WRITTEN INSTRUCTION - Edit the lines below so that every "gets one marker" becomes "receives a single point", changing nothing else. Leave the pictures out of your answer.

[Point annotations for photos]

———

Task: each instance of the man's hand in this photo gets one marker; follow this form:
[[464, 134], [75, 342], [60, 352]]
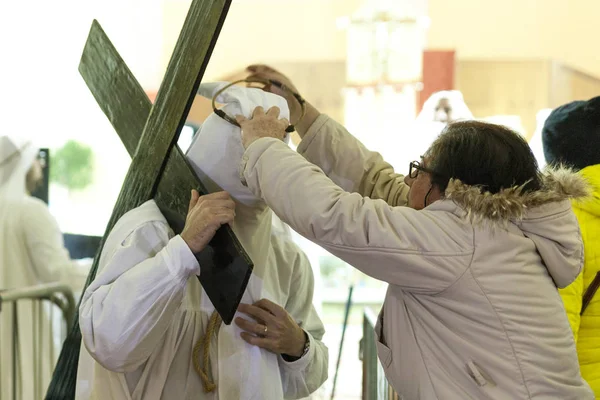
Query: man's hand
[[275, 330], [206, 214], [262, 125]]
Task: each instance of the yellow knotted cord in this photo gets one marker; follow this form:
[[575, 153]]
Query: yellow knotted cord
[[204, 343]]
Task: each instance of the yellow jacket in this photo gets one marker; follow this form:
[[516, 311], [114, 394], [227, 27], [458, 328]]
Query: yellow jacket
[[586, 328]]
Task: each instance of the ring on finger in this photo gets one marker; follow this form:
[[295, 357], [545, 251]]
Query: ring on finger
[[264, 331]]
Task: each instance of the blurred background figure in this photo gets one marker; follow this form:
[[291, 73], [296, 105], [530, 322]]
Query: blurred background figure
[[571, 136], [445, 106]]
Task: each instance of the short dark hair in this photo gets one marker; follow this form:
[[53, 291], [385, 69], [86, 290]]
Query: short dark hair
[[489, 156], [571, 134]]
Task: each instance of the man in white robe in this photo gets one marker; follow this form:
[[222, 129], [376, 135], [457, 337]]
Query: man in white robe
[[32, 252], [145, 316]]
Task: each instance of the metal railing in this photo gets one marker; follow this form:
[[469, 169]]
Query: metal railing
[[375, 385], [29, 324]]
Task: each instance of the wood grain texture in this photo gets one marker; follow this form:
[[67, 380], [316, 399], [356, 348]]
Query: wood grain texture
[[115, 88], [117, 92]]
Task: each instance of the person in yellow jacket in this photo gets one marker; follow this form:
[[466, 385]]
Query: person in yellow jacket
[[571, 136]]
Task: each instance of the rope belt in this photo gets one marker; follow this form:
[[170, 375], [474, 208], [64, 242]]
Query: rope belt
[[204, 343]]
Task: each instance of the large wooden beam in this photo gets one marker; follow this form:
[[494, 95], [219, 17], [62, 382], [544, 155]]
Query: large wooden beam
[[160, 133], [113, 85]]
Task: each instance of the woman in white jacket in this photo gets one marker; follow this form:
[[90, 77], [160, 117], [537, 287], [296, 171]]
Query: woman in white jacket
[[145, 317], [473, 263]]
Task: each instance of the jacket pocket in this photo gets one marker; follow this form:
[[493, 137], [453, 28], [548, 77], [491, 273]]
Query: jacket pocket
[[479, 376], [383, 352]]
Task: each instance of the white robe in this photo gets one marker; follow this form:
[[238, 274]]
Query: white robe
[[145, 311], [31, 252]]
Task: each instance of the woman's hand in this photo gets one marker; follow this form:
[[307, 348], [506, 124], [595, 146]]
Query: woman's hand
[[267, 73], [301, 124], [262, 125], [274, 330]]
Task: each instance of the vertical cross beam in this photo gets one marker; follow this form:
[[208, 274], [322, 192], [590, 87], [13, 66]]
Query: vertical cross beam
[[160, 133]]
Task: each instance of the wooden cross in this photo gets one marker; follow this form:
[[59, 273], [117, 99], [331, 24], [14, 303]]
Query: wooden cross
[[159, 169]]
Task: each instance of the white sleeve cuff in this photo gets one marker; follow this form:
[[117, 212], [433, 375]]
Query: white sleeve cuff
[[301, 363], [179, 258]]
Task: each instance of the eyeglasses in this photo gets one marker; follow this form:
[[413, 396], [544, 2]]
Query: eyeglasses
[[415, 167], [265, 83]]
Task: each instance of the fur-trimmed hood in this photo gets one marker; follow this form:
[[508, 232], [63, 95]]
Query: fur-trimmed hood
[[511, 204], [544, 216]]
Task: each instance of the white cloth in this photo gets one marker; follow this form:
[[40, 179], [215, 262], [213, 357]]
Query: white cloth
[[31, 252], [145, 310]]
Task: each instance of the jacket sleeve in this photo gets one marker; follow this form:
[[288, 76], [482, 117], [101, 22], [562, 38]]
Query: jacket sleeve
[[350, 165], [572, 297], [45, 244], [128, 308], [417, 250], [302, 377]]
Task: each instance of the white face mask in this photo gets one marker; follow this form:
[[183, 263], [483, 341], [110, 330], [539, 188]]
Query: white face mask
[[216, 151]]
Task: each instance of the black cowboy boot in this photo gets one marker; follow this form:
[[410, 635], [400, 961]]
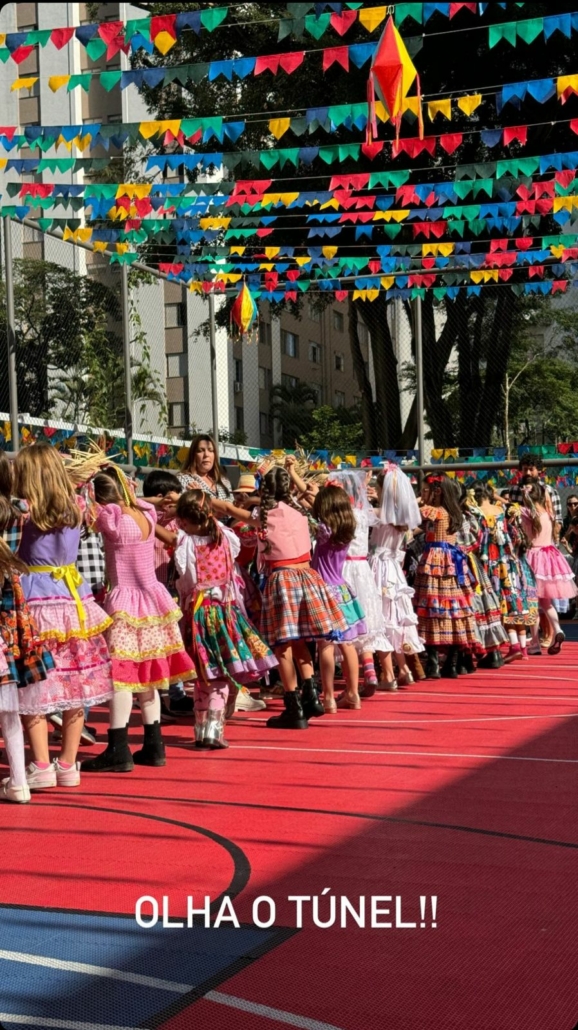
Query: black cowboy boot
[[312, 708], [293, 717], [466, 664], [433, 665], [449, 671], [116, 758], [153, 752]]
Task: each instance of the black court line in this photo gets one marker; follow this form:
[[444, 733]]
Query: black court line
[[346, 815], [241, 877]]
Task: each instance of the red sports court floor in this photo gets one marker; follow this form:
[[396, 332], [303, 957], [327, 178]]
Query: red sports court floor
[[462, 790]]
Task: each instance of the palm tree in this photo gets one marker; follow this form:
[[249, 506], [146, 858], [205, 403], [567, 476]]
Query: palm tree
[[292, 407]]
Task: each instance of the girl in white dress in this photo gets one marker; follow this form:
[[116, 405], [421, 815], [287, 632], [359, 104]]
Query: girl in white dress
[[398, 513], [359, 577]]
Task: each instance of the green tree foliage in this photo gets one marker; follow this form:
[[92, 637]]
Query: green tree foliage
[[69, 347], [336, 430], [475, 335]]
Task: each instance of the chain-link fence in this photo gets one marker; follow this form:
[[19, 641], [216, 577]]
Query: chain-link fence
[[337, 377]]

———

RESULT OF THIS TASK -
Task: each instance of the man's hand in this photo receives a single point; follow this form:
[[464, 134], [75, 342], [60, 352]]
Query: man's hand
[[275, 330], [206, 214], [262, 125]]
Task: each instance of the yellow knotted cord in this photo receives a single point; follow this form:
[[575, 153]]
Query: yellow knotted cord
[[204, 343]]
Task: each instance of the yellow jacket in this photo receives a single point; follow this form:
[[516, 311], [114, 394], [227, 27], [458, 328]]
Query: yellow jacket
[[586, 328]]
Task: each instance of the ring on finger in this photo receives a single point; follow this form:
[[295, 357], [545, 251]]
Query: ring on finger
[[264, 331]]
Task: each instance of the blurred background figure in this photo receives a single point; follow this form:
[[291, 73], [296, 105], [530, 322]]
Query: blurred background figure
[[571, 136], [445, 106]]
Task: each instance of the short dark hair in this photo receives a single point; follow this form:
[[53, 291], [385, 69], [86, 290]]
Query: short dark hair
[[489, 156], [571, 134]]
Task: each instance of the man in white robe in this photo receives a single point; follow this form:
[[222, 129], [376, 135], [457, 337]]
Query: man in white robe
[[32, 252], [145, 316]]
Task: each instance of the metal railing in this photo receives a single point; follow this form:
[[469, 169]]
Query: metal railing
[[375, 385], [29, 324]]
Task: each instance of the wood grain texture in this photo receives a single point; follow this form:
[[67, 380], [316, 399], [356, 348]]
Query: wood grain texture
[[115, 88], [117, 92]]
Task: each instance of the person in yellow jacket in this photo receives a single point; follow this form:
[[466, 385]]
Query: person in yellow jacket
[[571, 136]]
Task: each instance of the rope belt in this photo receives a single point; follow this form:
[[170, 375], [474, 208], [64, 242]]
Query: rope belt
[[204, 343]]
Task: each instance of the large wooden beam in this photo receives a single point; follow this form:
[[494, 95], [219, 17], [62, 382], [544, 155]]
Query: large wooden beam
[[160, 133], [113, 85]]
Task: each instance of the woman in white jacket in this photo receives a single point; follow this form:
[[90, 77], [160, 117], [537, 287], [296, 171]]
Query: woman in white jacket
[[145, 317], [473, 263]]
Task: each instance of the jacket pocket in this photo receives a single point; follow this form:
[[493, 137], [453, 28], [548, 77], [491, 273]]
Query: jacket pocket
[[479, 376], [383, 352]]
Task: each instance of the white robe in this photo receives a single point; follow this form:
[[238, 274]]
Query: white robe
[[145, 311], [31, 252]]
Task: each instance of the woman's hand in this photo receives a single point; follow this form:
[[307, 348], [506, 124], [595, 146]]
Query: woman's hand
[[267, 73], [301, 124], [262, 125], [274, 330]]
Task: each instance of the vertical cross beam in this photo receives a single point; follow this form:
[[208, 274], [322, 192], [590, 87], [13, 66]]
Query: vertical cross beam
[[160, 133]]
Task: each instance of the wooden cross in this photo receives a single point; follow this form:
[[59, 273], [117, 99], [331, 24], [14, 303]]
Query: wooden cross
[[159, 169]]
Task: each instance of the white sleeve cuff in this photo receives a single point; follow this form:
[[117, 212], [433, 375]]
Query: white sleeve cuff
[[301, 363], [179, 258]]
Task: each instance of the eyeglasses in this photo receives a single point; follow this form:
[[413, 396], [544, 2]]
Query: eyeglasses
[[415, 167], [265, 83]]
Task: each instance of the fur-trimmed hood in this photo receives a single point; follow this form:
[[508, 232], [63, 95]]
Query: fur-trimmed hood
[[511, 204], [544, 216]]
Task: each instance of the white cloth in this photo receives a single point; follow this form:
[[40, 179], [215, 262], [213, 357]]
Query: white cloth
[[31, 252], [145, 310]]
Task: each instance of the jacket sleeve in this photo receives a single point; follow this form:
[[288, 76], [482, 117], [101, 22], [562, 38]]
Query: jacket sleeve
[[350, 165], [572, 297], [45, 244], [128, 308], [417, 250], [302, 377]]
Task: each instance of the white face mask in this photo receives a single point; follow this form:
[[183, 263], [483, 341], [110, 330], [539, 188]]
Query: white face mask
[[216, 151]]
Task: each instance of the black cowboy boot in this photo receives a single point; follow this form:
[[410, 635], [400, 961]]
Query: black cowboy boot
[[312, 708], [293, 717], [466, 664], [433, 665], [449, 671], [116, 758], [153, 752]]
Task: each instance of the black court line in this photo receives a single point; follow this form:
[[444, 733]]
Query: black court line
[[346, 815], [241, 877]]
Task: each instance of the red sports court floor in this photo receives a single point; follow this form:
[[396, 332], [303, 957], [327, 178]]
Query: red sports court floor
[[462, 790]]
Task: each instance of the palm tree in this photo receives a single point; follow this form:
[[249, 506], [146, 858], [205, 403], [567, 476]]
Query: palm tree
[[292, 407]]
Task: each instance of the girl in white dress in this photo receives a single point; follow this form:
[[116, 405], [421, 815], [287, 632], [359, 104]]
Query: girl in white dress
[[398, 513], [359, 577]]
Task: each instance of the green tree foliage in this photo receives a single point; follow this form:
[[92, 637]]
Query: green tree foliage
[[69, 347], [336, 430], [475, 335]]
Task: each instance of the chain-link fence in this photo receives a single point; follow this form:
[[19, 641], [216, 577]]
Query: chain-link fence
[[337, 377]]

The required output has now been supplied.